» **Task**: Starting at the line that holds "Where can you spot the red", quote every line through the end of the records, both boundary lines included. Omit the pictures.

▬▬▬▬▬▬▬▬▬▬

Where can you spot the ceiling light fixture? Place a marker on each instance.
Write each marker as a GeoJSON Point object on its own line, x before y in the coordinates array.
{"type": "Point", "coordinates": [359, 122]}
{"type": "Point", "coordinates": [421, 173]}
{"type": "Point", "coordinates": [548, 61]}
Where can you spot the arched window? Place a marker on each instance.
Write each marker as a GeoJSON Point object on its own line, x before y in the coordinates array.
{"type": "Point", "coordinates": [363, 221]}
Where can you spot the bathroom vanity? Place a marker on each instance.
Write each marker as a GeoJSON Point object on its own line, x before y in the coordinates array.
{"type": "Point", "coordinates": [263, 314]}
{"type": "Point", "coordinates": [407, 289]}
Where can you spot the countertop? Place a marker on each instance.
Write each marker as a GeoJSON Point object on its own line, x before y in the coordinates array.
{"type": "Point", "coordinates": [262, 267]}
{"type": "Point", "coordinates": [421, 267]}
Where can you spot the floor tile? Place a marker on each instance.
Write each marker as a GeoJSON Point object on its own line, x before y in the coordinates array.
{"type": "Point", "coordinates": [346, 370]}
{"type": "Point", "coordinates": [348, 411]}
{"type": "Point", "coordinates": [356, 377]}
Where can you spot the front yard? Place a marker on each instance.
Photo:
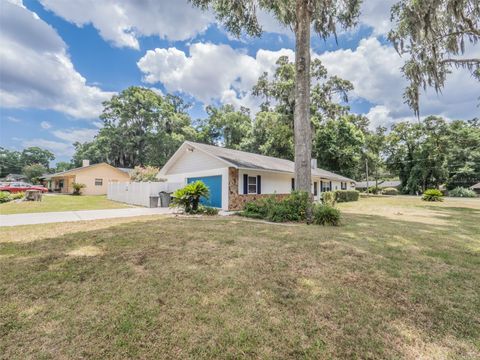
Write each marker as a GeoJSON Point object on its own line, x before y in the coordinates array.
{"type": "Point", "coordinates": [400, 279]}
{"type": "Point", "coordinates": [51, 203]}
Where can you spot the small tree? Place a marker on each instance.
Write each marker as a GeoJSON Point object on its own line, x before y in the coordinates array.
{"type": "Point", "coordinates": [144, 174]}
{"type": "Point", "coordinates": [189, 196]}
{"type": "Point", "coordinates": [34, 171]}
{"type": "Point", "coordinates": [77, 188]}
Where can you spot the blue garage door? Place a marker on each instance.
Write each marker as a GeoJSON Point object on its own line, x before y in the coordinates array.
{"type": "Point", "coordinates": [214, 184]}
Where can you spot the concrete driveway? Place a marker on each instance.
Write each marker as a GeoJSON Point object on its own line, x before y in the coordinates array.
{"type": "Point", "coordinates": [66, 216]}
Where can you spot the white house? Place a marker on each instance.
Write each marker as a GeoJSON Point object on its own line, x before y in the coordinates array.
{"type": "Point", "coordinates": [235, 177]}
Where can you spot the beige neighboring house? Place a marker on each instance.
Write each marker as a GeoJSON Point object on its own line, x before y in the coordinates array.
{"type": "Point", "coordinates": [95, 177]}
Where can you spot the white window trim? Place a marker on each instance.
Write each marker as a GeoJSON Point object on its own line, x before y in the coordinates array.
{"type": "Point", "coordinates": [248, 184]}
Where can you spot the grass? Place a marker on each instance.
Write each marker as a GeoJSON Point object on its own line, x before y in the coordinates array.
{"type": "Point", "coordinates": [383, 285]}
{"type": "Point", "coordinates": [51, 203]}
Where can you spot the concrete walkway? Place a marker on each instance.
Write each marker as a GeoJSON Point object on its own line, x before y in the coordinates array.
{"type": "Point", "coordinates": [66, 216]}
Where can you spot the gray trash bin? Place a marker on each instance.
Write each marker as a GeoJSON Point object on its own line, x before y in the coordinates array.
{"type": "Point", "coordinates": [153, 201]}
{"type": "Point", "coordinates": [164, 199]}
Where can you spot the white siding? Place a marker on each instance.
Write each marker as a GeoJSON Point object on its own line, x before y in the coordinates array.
{"type": "Point", "coordinates": [195, 160]}
{"type": "Point", "coordinates": [272, 183]}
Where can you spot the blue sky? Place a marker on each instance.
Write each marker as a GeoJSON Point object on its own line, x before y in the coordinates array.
{"type": "Point", "coordinates": [60, 60]}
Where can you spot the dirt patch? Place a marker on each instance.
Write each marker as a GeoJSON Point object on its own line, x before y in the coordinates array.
{"type": "Point", "coordinates": [86, 251]}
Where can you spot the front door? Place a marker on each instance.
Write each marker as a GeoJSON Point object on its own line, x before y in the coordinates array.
{"type": "Point", "coordinates": [214, 184]}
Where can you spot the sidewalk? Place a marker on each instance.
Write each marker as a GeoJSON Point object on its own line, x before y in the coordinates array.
{"type": "Point", "coordinates": [66, 216]}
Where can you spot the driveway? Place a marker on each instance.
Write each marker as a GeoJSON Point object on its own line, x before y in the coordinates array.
{"type": "Point", "coordinates": [66, 216]}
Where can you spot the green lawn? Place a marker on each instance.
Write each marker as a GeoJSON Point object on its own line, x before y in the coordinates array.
{"type": "Point", "coordinates": [387, 284]}
{"type": "Point", "coordinates": [51, 203]}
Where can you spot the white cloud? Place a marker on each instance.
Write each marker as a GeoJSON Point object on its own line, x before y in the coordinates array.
{"type": "Point", "coordinates": [45, 125]}
{"type": "Point", "coordinates": [57, 147]}
{"type": "Point", "coordinates": [376, 14]}
{"type": "Point", "coordinates": [13, 119]}
{"type": "Point", "coordinates": [74, 135]}
{"type": "Point", "coordinates": [36, 70]}
{"type": "Point", "coordinates": [210, 72]}
{"type": "Point", "coordinates": [374, 70]}
{"type": "Point", "coordinates": [122, 22]}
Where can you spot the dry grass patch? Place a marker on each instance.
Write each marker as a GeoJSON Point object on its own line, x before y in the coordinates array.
{"type": "Point", "coordinates": [217, 287]}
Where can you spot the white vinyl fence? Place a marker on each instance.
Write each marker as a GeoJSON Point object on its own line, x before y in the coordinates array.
{"type": "Point", "coordinates": [138, 193]}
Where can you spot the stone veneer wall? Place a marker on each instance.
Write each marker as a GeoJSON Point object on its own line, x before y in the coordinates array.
{"type": "Point", "coordinates": [237, 201]}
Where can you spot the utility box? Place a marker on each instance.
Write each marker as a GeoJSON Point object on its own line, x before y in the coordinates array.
{"type": "Point", "coordinates": [153, 201]}
{"type": "Point", "coordinates": [165, 199]}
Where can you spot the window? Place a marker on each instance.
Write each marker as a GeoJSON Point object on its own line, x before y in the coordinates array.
{"type": "Point", "coordinates": [252, 184]}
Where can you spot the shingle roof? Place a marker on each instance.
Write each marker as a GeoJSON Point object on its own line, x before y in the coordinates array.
{"type": "Point", "coordinates": [246, 160]}
{"type": "Point", "coordinates": [81, 168]}
{"type": "Point", "coordinates": [381, 184]}
{"type": "Point", "coordinates": [476, 186]}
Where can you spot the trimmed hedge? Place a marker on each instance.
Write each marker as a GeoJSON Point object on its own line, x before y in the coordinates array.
{"type": "Point", "coordinates": [462, 192]}
{"type": "Point", "coordinates": [432, 195]}
{"type": "Point", "coordinates": [390, 191]}
{"type": "Point", "coordinates": [346, 195]}
{"type": "Point", "coordinates": [326, 215]}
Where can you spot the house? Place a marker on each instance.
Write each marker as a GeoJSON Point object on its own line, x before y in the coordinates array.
{"type": "Point", "coordinates": [95, 177]}
{"type": "Point", "coordinates": [476, 188]}
{"type": "Point", "coordinates": [236, 177]}
{"type": "Point", "coordinates": [15, 177]}
{"type": "Point", "coordinates": [362, 185]}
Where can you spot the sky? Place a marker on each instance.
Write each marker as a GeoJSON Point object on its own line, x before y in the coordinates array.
{"type": "Point", "coordinates": [59, 60]}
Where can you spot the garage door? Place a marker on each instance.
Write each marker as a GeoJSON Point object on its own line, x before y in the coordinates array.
{"type": "Point", "coordinates": [214, 184]}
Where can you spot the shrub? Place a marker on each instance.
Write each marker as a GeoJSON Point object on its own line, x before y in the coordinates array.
{"type": "Point", "coordinates": [326, 215]}
{"type": "Point", "coordinates": [144, 174]}
{"type": "Point", "coordinates": [390, 191]}
{"type": "Point", "coordinates": [189, 196]}
{"type": "Point", "coordinates": [346, 195]}
{"type": "Point", "coordinates": [5, 197]}
{"type": "Point", "coordinates": [77, 188]}
{"type": "Point", "coordinates": [432, 195]}
{"type": "Point", "coordinates": [329, 198]}
{"type": "Point", "coordinates": [17, 196]}
{"type": "Point", "coordinates": [291, 208]}
{"type": "Point", "coordinates": [462, 192]}
{"type": "Point", "coordinates": [207, 210]}
{"type": "Point", "coordinates": [374, 190]}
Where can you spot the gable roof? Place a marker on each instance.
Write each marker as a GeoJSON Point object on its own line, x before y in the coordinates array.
{"type": "Point", "coordinates": [476, 186]}
{"type": "Point", "coordinates": [71, 171]}
{"type": "Point", "coordinates": [245, 160]}
{"type": "Point", "coordinates": [381, 184]}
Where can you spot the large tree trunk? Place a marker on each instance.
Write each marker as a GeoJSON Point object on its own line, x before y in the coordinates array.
{"type": "Point", "coordinates": [302, 127]}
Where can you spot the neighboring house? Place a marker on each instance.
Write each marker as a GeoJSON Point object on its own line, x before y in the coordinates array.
{"type": "Point", "coordinates": [362, 185]}
{"type": "Point", "coordinates": [95, 177]}
{"type": "Point", "coordinates": [476, 188]}
{"type": "Point", "coordinates": [236, 177]}
{"type": "Point", "coordinates": [15, 177]}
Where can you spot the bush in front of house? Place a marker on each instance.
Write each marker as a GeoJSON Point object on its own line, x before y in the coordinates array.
{"type": "Point", "coordinates": [432, 195]}
{"type": "Point", "coordinates": [329, 198]}
{"type": "Point", "coordinates": [77, 188]}
{"type": "Point", "coordinates": [326, 215]}
{"type": "Point", "coordinates": [6, 196]}
{"type": "Point", "coordinates": [346, 195]}
{"type": "Point", "coordinates": [462, 192]}
{"type": "Point", "coordinates": [189, 196]}
{"type": "Point", "coordinates": [390, 191]}
{"type": "Point", "coordinates": [291, 208]}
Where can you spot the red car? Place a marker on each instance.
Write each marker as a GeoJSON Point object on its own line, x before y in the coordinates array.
{"type": "Point", "coordinates": [21, 187]}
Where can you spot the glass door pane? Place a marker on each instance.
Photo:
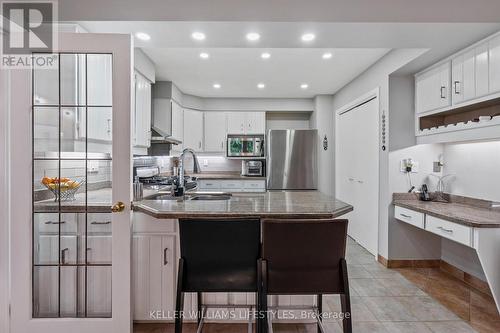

▬▬▬▬▬▬▬▬▬▬

» **Response to the exercise**:
Where can you spot the red car? Place a marker on each instance.
Write each marker as a GeoJSON Point object on its own line, x before y in the coordinates array.
{"type": "Point", "coordinates": [21, 187]}
Where can you spot the glass door pane? Place a marker on each instance.
Photo:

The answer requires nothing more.